## Texte
La raison en est pour France Stratégies l’existence du plafonnement : « au niveau des 0,1 % les plus fortunés qui bénéficiaient déjà du plafonnement : dans trois cas sur quatre, la baisse d’impôt est inférieure à 0,5 % ». Avec l’IFI, « au sein des 0,1 % des foyers les plus fortunés au sens de l’IFI, la moitié environ bénéficient du plafonnement ». Il semble que l’IFI, en étant moins taxateur que l’ISF, ait fait sortir du plafonnement davantage de contribuables que l’ISF (80% du dernier millime), mais que toutefois la moitié continue de profiter de ce plafonnement.

Le maximum de taxation du capital est atteint

+De la justification du plafonnement+

Il est important de bien comprendre ce que signifient ces diverses statistiques. Le classement des 130 000 foyers IFI selon leur niveau de patrimoine taxable indique selon France Stratégies que « le neuvième décile de patrimoine au sens de l’IFI s’établit à 3,6 millions d’euros, le dernier centile à 9,4 millions et le dernier millime à 26,4 millions d’euros ». Pour fixer les idées, supposons un couple avec 9,4 millions de patrimoine taxable et un revenu de 160.000 euros entièrement taxable au barème (censé être plus intéressant dans ce cas que le PFU). Son IFI se monte à 90.960 euros, et son IR à 28.995 euros, soit au total une imposition égale à 74,9% du revenu, à l’extrême limite du plafonnement. Il restera au couple 40.000 euros pour vivre…
Supposons maintenant que le prochain gouvernement revienne à l’ISF. Le patrimoine taxable du dernier centile commence alors à 14,8 millions, chiffre de l’année 2017. Supposons que notre couple dispose d’un capital taxable de 15 millions de patrimoine taxable, et d’un revenu (très confortable a priori) de 300.000 euros. Son ISF se monte à 173.190 euros et son IR à 89.184 euros, soit au total une imposition de 262.374 euros, égale cette fois à 87,3% de son revenu. Le plafonnement est alors applicable. A noter que si le revenu de ce couple n’était que de 160.000 euros, taxé à l’IR à environ 30.000 euros, son imposition totale se situerait à…169% de son revenu !
La limite d’imposition de 75% du revenu exigée par le plafonnement n’est qu’une traduction de l’interdiction de l’imposition confiscatoire, déjà mise en application par le Conseil constitutionnel à propos de la réforme que voulait instituer François Hollande. Les exemples chiffrés que nous avons donnés démontrent suffisamment la justification de ce plafonnement.

## Exercices
1 – Relevez dans le texte sur l'IFI et l'ISF chaque seuil de patrimoine taxable indiqué pour un décile, un centile ou un millime de foyers, avec la tranche et l'impôt correspondants.
2 – Prolongez le texte sur l'impôt sur la fortune après sa dernière phrase.

## Données

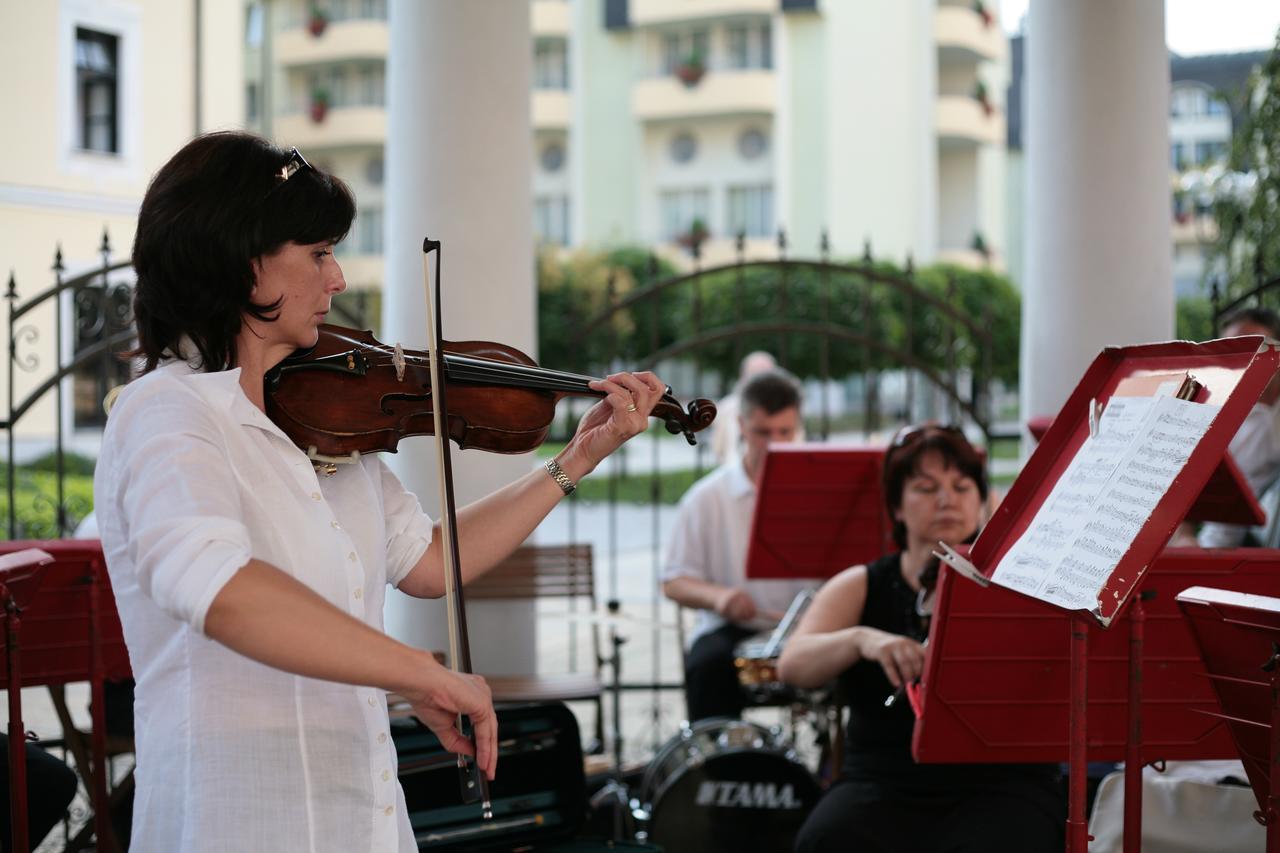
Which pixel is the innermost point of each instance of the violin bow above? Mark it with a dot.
(475, 787)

## Réponses
1 –
- Neuvième décile au sens de l'IFI : 3,6 millions d'euros
- Dernier centile au sens de l'IFI : 9,4 millions d'euros
- Dernier millime au sens de l'IFI : 26,4 millions d'euros
- Dernier centile avec l'ISF (année 2017) : 14,8 millions d'euros

2 –
+Des résultats aberrants de certaines propositions politiques+

Le Sénat[[Rapport d’information, 9 octobre 2019]] a calculé les effets du plafonnement de l’ISF et ceux de l’IFI. Pour l’ISF, ce plafonnement a coûté à l’Etat 1,326 milliard d’euros, soit 24% du rendement brut avant plafonnement. Ce dernier a bénéficié à hauteur de 89% aux contribuables de la dernière tranche (au-delà de 10 millions de patrimoine), qui ont été 11.514 en tout et dont 37% ont été bénéficiaires. Par comparaison, le plafonnement de l’IFI n’a coûté que 92 millions et n’a profité qu’à 71% des contribuables de la dernière tranche pour seulement 2.326 bénéficiaires et 19% des redevables de la dernière tranche.
Le programme de JL Mélenchon propose de rétablir l’ISF en le majorant (d’un montant inconnu) à la charge des gros pollueurs, et en même temps de créer de nouvelles tranches de l’IR jusqu’à 90%, ainsi que de revenir à l’application du barème pour les revenus actuels taxables au PFU (flat tax). Fabien Roussel quant à lui propose de tripler les taux ( !!) de l’ISF. Il est facile de voir que ces programmes aboutiraient à des taxations IR+ISF+PFU plusieurs fois supérieures aux revenus des contribuables concernés, au lieu des 0,75% prévus par le plafonnement actuel, qui est constitutionnel.
Mais le syndicaliste Laurent Berger estime lui aussi que la solution du déficit actuel des finances publiques réside dans l’augmentation de l’imposition sur la fortune – sans donner de détails. Il faut lui rappeler qu’au-delà de revenir à l’ISF avec le résultat pour les finances publiques extrêmement mince que nous avons indiqué (entre 1 et 2,7 milliards), toute augmentation des taux actuels aurait un rendement immédiatement et fortement réduit du fait du plafonnement. Les calculs ne sont pas disponibles, mais en extrapolant la différence entre les effets du plafonnement selon l’ISF et l’IFI, il paraît évident que de 37% des contribuables de la dernière tranche (celle qui rapporte véritablement pour l’Etat) qui étaient bénéficiaires de ce plafonnement en 2017, on passerait très vite à une proportion de bénéficiaires représentant une grosse majorité, voire à la quasi-totalité des redevables. « Les hauts taux tu[erai]ent les totaux ».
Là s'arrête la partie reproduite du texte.